_SOURCE MATERIAL_:
____________________
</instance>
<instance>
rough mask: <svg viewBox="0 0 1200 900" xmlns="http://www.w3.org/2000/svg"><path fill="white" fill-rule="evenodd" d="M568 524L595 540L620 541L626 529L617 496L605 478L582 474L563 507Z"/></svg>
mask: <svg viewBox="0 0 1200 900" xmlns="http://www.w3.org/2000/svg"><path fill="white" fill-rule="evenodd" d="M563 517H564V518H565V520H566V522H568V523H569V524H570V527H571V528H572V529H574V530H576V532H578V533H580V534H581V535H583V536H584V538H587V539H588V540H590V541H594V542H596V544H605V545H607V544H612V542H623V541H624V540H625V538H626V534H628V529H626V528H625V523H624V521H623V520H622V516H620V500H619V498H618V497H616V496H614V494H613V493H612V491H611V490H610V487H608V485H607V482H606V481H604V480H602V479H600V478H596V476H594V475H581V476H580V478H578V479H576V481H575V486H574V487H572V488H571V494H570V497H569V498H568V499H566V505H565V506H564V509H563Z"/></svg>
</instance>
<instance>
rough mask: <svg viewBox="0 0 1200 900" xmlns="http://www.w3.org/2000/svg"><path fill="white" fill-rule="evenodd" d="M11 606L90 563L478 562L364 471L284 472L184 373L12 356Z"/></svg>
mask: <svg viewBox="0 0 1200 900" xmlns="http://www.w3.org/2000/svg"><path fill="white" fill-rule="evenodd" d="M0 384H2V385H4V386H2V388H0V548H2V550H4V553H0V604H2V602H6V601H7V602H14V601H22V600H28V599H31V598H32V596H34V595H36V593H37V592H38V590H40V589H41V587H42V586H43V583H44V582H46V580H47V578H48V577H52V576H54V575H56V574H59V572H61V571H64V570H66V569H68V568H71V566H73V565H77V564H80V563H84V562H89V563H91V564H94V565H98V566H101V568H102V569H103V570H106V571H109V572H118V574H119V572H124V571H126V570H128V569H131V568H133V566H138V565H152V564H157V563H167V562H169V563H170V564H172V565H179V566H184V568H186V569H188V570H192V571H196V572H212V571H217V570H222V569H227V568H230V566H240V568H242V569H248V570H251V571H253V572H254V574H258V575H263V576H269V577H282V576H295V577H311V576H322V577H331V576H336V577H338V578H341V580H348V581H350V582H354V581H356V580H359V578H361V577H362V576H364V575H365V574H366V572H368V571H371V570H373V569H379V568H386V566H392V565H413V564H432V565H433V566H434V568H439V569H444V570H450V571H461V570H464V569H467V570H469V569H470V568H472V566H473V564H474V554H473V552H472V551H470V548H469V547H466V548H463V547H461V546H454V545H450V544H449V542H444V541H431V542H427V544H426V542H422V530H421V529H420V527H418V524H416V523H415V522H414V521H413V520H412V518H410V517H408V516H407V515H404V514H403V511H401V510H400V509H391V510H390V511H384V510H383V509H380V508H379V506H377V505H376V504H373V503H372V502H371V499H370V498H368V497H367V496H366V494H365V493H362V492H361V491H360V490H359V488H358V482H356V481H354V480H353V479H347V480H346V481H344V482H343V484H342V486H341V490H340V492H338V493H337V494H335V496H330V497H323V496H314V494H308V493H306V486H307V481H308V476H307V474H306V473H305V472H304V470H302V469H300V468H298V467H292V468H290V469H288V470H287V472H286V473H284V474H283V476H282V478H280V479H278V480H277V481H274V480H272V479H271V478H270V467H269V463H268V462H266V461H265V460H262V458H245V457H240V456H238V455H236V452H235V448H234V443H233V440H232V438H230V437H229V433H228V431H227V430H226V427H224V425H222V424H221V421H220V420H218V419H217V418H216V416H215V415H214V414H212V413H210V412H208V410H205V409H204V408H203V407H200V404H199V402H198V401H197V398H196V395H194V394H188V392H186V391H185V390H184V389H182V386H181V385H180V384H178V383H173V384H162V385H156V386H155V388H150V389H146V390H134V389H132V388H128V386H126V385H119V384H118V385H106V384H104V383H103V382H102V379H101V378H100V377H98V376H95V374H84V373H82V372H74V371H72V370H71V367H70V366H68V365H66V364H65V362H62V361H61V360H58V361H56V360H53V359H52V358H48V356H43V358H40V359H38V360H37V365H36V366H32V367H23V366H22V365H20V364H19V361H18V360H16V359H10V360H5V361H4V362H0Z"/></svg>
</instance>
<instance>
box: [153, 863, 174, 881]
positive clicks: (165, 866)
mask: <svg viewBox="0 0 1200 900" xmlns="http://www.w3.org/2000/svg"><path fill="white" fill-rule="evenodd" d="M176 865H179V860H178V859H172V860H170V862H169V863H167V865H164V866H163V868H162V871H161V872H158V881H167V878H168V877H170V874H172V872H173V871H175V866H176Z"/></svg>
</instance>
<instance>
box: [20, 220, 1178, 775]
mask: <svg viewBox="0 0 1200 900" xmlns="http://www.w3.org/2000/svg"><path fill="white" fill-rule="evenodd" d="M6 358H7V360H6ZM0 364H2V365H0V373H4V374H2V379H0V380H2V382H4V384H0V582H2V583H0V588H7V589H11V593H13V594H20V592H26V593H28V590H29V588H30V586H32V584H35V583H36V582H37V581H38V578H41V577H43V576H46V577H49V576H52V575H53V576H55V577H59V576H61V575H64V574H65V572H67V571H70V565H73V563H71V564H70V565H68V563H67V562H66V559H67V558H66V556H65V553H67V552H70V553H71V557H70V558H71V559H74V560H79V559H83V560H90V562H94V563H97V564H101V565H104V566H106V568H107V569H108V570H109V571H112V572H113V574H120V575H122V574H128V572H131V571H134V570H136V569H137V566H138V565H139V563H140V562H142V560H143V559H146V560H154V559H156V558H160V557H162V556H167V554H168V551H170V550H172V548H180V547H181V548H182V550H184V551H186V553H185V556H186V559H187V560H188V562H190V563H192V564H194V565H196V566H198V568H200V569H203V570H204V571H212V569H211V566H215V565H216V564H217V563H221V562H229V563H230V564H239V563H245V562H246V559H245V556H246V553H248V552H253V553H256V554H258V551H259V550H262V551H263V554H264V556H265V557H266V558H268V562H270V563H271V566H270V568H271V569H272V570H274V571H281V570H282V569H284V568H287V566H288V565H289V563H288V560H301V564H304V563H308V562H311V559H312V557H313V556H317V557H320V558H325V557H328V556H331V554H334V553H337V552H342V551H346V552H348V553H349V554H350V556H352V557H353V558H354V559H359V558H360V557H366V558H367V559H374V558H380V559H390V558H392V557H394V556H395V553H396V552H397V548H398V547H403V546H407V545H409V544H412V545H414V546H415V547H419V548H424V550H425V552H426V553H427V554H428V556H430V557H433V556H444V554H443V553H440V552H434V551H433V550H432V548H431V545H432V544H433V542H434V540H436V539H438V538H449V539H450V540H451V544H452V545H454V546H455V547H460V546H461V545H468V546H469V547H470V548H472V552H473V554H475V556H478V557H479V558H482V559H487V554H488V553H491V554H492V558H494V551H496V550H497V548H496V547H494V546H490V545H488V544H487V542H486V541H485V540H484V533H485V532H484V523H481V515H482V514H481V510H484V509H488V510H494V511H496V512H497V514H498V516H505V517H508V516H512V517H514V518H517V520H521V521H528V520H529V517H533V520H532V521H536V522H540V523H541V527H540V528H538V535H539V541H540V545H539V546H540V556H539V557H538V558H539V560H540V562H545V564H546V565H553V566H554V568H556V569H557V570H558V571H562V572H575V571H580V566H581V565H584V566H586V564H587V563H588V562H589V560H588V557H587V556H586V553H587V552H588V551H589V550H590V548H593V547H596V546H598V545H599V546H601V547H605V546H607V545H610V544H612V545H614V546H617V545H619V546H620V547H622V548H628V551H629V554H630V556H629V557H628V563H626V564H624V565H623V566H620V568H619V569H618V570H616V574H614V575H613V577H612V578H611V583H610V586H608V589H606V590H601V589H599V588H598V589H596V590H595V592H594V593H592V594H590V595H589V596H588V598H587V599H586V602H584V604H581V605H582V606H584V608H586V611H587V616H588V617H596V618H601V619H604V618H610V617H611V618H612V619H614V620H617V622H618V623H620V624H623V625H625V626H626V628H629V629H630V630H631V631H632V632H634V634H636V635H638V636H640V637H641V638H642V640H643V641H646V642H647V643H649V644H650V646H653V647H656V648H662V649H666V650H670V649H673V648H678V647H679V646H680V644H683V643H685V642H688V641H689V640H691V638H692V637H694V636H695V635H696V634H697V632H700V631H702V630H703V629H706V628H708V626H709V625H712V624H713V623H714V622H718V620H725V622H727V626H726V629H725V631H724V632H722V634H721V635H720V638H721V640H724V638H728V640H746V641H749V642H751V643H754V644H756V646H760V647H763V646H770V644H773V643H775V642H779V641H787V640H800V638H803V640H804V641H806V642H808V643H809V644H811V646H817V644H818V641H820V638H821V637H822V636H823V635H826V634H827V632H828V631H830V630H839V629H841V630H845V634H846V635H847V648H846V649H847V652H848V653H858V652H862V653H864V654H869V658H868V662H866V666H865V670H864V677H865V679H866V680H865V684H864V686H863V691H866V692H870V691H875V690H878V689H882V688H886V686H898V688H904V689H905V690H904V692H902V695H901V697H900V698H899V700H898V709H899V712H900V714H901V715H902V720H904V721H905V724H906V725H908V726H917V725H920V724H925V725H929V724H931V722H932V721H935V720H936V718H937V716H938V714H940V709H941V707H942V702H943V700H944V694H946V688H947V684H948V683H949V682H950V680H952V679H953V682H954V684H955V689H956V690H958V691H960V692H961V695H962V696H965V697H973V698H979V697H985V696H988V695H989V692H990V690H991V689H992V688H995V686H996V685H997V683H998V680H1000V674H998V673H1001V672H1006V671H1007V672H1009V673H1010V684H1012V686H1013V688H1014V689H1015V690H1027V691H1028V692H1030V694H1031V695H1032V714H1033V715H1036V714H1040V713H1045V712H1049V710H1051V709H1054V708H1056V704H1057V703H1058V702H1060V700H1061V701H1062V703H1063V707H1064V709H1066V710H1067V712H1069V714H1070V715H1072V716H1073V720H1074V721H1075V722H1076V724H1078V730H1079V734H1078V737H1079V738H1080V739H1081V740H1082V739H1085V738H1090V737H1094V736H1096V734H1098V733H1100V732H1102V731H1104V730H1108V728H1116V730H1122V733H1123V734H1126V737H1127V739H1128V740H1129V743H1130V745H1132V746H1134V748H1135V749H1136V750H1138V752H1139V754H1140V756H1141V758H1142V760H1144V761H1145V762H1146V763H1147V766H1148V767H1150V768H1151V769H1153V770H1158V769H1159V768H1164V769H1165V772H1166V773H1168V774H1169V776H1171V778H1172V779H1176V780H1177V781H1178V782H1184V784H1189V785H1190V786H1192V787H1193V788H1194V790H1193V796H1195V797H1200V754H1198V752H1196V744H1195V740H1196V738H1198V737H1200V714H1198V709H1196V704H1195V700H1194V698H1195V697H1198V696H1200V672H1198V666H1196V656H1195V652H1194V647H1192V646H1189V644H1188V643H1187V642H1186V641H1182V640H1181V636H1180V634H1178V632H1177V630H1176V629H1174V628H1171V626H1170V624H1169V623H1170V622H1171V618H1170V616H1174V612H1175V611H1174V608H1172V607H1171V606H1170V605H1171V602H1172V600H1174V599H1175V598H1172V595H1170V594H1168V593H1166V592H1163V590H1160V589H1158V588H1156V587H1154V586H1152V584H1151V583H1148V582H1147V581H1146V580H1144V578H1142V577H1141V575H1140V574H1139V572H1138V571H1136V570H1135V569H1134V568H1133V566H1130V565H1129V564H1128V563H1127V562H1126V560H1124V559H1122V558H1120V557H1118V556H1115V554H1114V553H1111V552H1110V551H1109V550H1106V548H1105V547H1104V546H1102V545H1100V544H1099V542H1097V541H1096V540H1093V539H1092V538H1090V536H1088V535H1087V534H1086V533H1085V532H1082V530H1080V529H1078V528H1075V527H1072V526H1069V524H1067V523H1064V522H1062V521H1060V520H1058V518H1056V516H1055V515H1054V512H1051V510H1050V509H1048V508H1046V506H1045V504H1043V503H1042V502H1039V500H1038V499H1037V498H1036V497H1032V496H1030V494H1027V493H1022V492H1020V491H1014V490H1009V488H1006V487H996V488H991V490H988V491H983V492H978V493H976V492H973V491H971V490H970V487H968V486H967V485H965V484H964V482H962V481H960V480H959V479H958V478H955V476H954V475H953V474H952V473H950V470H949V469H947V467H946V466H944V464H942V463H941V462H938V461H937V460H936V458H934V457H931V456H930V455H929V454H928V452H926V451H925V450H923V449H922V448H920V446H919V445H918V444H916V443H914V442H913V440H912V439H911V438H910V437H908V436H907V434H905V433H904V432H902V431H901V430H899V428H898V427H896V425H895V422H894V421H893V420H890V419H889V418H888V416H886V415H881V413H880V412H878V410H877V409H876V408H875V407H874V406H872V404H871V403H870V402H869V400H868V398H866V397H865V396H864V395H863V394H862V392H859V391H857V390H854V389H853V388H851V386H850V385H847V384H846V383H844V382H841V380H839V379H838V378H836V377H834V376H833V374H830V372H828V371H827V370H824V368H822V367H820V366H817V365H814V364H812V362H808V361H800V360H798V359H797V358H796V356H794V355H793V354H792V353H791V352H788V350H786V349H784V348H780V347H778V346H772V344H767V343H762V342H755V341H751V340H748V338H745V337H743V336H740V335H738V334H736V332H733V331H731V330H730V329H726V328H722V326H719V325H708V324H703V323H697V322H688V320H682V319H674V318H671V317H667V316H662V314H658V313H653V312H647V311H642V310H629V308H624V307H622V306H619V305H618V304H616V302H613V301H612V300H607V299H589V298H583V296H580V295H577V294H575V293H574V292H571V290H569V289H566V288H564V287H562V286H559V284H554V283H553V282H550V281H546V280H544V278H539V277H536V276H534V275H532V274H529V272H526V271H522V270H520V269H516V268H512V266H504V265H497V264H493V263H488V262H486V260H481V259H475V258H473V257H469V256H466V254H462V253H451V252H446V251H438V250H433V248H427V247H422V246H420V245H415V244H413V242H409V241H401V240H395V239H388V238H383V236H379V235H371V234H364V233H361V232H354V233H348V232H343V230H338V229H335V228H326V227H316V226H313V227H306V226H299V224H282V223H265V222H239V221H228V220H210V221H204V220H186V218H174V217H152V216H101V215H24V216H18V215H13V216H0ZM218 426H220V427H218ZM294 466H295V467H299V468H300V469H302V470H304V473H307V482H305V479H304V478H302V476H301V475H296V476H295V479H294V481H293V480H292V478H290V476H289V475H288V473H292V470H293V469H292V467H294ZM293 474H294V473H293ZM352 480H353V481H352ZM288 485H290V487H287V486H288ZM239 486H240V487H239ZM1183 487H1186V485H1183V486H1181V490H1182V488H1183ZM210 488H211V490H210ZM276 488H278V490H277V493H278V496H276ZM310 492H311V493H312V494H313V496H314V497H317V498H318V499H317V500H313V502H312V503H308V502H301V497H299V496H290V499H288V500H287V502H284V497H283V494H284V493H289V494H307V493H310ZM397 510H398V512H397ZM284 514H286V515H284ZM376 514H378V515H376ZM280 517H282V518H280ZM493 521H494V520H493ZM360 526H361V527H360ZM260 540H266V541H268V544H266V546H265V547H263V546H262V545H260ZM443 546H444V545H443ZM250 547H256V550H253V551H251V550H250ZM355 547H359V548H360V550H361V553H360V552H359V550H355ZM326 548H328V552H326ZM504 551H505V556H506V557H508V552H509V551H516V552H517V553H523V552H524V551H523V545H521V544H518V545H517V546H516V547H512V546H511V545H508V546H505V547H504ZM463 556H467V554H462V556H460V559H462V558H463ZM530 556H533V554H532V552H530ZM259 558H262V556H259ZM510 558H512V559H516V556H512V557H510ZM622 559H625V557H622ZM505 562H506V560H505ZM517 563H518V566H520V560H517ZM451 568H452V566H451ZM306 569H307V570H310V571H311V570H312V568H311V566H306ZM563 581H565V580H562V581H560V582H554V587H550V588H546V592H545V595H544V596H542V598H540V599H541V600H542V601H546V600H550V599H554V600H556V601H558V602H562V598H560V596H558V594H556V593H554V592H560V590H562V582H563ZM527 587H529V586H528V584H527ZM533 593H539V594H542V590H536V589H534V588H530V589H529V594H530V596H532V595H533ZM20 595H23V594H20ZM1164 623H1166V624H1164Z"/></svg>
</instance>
____________________
_TASK BRIEF_: Copy out, from the listing above, every line that contains the word "rough".

_WORKED SOLUTION_:
rough mask: <svg viewBox="0 0 1200 900" xmlns="http://www.w3.org/2000/svg"><path fill="white" fill-rule="evenodd" d="M568 524L595 540L620 541L626 529L617 496L605 478L582 474L563 507Z"/></svg>
rough mask: <svg viewBox="0 0 1200 900" xmlns="http://www.w3.org/2000/svg"><path fill="white" fill-rule="evenodd" d="M11 606L90 563L478 562L364 471L284 472L184 373L12 356Z"/></svg>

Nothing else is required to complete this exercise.